Pull each line containing "like" from the data.

Collected data
* * * *
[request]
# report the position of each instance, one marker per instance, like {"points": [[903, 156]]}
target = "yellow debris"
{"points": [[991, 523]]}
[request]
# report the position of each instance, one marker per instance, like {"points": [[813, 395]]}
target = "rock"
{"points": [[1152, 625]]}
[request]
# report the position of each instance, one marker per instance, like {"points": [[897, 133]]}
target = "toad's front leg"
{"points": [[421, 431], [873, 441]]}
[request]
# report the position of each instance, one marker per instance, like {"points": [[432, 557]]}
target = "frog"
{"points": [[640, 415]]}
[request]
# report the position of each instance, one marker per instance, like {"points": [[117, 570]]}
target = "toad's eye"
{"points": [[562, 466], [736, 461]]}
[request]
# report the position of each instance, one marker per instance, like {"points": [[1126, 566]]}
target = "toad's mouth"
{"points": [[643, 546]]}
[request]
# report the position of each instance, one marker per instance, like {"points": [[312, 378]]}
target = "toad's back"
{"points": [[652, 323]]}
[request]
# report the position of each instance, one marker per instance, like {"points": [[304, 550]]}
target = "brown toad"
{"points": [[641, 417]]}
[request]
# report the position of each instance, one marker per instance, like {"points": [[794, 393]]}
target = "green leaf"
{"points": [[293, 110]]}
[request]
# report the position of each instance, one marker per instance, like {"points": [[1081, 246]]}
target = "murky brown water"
* * * *
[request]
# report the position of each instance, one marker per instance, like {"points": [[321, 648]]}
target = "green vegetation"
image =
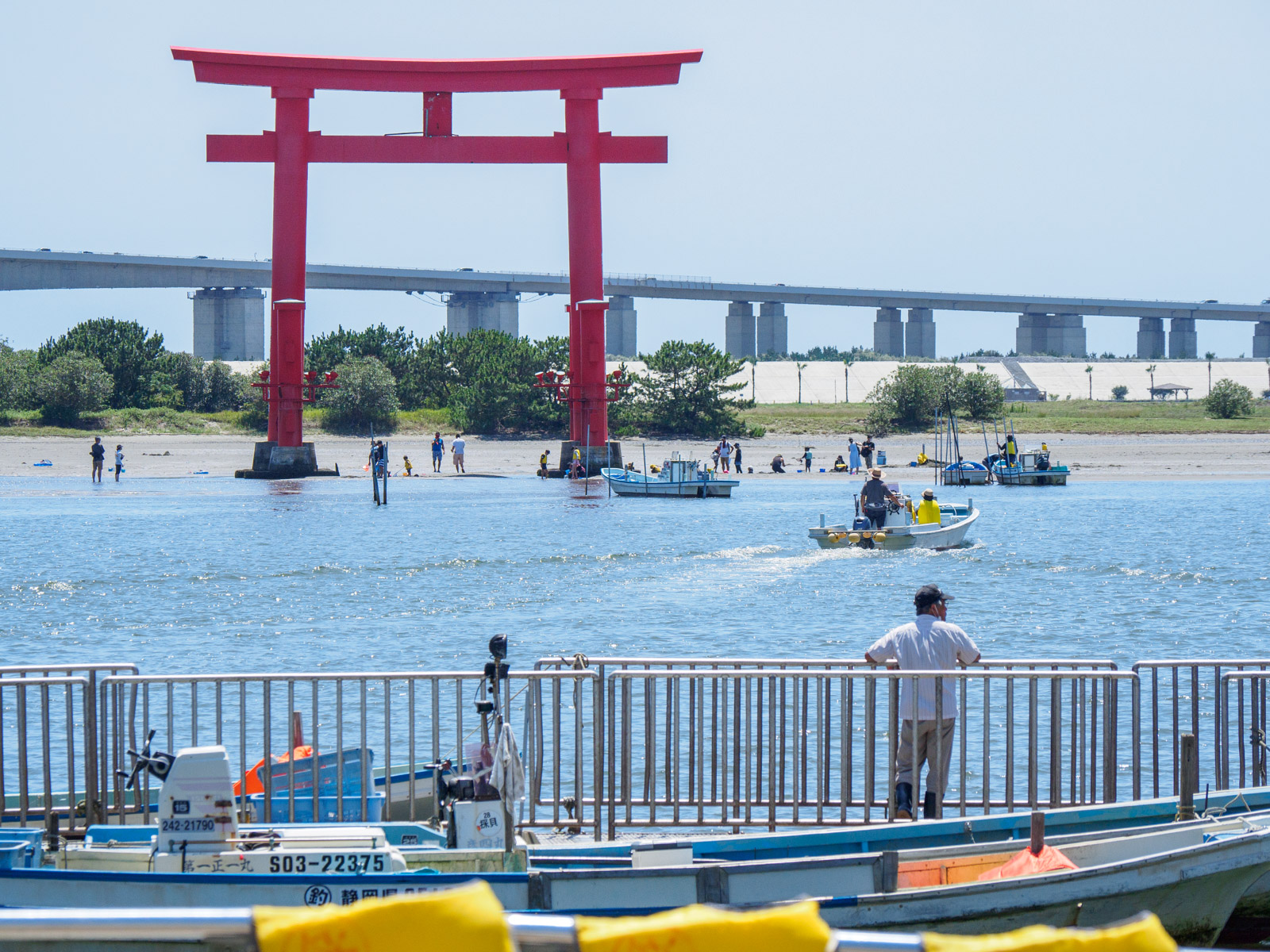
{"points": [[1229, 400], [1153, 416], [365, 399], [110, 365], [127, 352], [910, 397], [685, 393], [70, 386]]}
* * * *
__RESPONSE AREA__.
# report the position of each instance, one marker per instance, like {"points": [[903, 156]]}
# report the position of each instance, one marker per instance, like {"points": [[813, 395]]}
# report the position of each instance, one marker per instance, like {"points": [[897, 133]]}
# report the position of each instance, one marker per instance, like {"points": [[432, 557]]}
# report the position of each instance, one marker per instance, like {"points": [[117, 570]]}
# report the position of each instance, one marker per instance, like {"points": [[1126, 566]]}
# report the position of each instance, one marker per instance, like {"points": [[312, 378]]}
# report the position of each instance, one marker per instance, like {"points": [[304, 550]]}
# report the position of each instance, one marker per instance, like {"points": [[794, 393]]}
# report the position of each instance, one marker per instance, like {"points": [[1081, 246]]}
# report the position of each instance, one marker per instance, like {"points": [[321, 648]]}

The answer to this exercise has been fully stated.